Cuddyer isn’t an everyday outfielder. Duda isn’t an everyday first baseman. But used in the right way, each of them has quite a bit of value to a properly managed ballclub. Granderson strikes out too much and Wright will probably never be the player he once was. If they could reach 80% of their potential, however, we’d cheer them and appreciate them as the players they currently are.

wheeler harvey

Our pitching is enviable. How many teams are going into Spring Training with 5 starting spots for 8 guys? Not many. Harvey is our Gooden. Wheeler is our Darling. Niese, Colon, Gee, Montero, Syndergaard, Matz…the depth is incredible. And our bullpen is quickly evolving into one of the best in the game. Take note of the Royals’ run this year. We’ve got the power arms that can carry us into October. Mejia, despite his histrionics, has the ‘cojones’ to walk to the mound in the 9th. Familia, Black, Parnell and Edgin complete a formidable bridge.

[Material]
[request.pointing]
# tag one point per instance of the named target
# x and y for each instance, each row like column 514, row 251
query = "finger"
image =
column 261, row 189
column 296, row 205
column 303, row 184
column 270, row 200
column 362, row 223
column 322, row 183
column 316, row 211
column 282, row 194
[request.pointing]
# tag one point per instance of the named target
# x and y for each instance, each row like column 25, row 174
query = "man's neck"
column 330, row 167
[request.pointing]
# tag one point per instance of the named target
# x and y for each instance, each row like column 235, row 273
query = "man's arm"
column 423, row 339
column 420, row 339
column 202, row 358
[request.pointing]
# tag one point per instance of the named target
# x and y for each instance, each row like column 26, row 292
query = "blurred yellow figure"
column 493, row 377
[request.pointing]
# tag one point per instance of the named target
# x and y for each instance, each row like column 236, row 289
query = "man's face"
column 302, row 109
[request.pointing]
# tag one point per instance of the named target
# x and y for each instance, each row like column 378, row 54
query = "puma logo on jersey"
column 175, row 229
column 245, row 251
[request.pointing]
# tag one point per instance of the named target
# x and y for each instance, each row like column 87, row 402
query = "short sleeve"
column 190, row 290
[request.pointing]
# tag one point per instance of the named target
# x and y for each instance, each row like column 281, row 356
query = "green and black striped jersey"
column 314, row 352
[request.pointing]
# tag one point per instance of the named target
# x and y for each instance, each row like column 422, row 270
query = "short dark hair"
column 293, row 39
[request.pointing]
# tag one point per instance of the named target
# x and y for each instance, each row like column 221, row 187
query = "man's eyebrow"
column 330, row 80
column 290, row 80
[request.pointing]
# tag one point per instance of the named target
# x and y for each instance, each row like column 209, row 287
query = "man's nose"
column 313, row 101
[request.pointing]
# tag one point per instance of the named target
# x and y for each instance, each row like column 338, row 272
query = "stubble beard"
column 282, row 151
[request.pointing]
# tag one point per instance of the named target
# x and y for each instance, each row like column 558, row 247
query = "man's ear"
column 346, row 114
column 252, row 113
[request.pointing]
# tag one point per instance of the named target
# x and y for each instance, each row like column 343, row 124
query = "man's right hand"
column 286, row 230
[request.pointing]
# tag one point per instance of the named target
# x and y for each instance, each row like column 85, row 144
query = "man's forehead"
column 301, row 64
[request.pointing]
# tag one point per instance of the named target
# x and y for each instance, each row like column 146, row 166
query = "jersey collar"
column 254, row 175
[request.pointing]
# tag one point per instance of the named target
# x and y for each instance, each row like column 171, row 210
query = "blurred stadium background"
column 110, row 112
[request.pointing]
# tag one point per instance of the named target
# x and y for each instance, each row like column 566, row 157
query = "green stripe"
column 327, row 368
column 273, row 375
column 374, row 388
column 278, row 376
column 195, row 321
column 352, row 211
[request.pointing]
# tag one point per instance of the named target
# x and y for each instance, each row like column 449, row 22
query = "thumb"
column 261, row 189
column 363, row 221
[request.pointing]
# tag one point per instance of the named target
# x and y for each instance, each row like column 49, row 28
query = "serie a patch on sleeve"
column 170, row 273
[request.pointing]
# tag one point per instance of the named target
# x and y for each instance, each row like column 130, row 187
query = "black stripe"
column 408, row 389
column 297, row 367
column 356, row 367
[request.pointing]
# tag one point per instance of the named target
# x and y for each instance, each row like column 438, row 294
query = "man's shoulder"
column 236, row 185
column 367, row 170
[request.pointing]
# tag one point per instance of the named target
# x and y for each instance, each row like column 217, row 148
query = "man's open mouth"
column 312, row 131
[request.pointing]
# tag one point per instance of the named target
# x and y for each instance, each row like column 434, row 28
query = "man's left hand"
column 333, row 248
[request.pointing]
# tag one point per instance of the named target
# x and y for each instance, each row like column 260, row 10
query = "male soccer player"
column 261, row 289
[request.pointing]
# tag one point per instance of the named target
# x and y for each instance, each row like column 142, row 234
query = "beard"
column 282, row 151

[Problem 1]
Return the part of the baseball passage that begins with the words "Our pitching is" and stops after "a formidable bridge.", copied word for word.
[Problem 2]
Identify every line in the records that contains the word "sleeve", and copy each of those lines.

[Problem solution 1]
Our pitching is enviable. How many teams are going into Spring Training with 5 starting spots for 8 guys? Not many. Harvey is our Gooden. Wheeler is our Darling. Niese, Colon, Gee, Montero, Syndergaard, Matz…the depth is incredible. And our bullpen is quickly evolving into one of the best in the game. Take note of the Royals’ run this year. We’ve got the power arms that can carry us into October. Mejia, despite his histrionics, has the ‘cojones’ to walk to the mound in the 9th. Familia, Black, Parnell and Edgin complete a formidable bridge.

[Problem solution 2]
query = "short sleeve"
query = "serie a patch on sleeve"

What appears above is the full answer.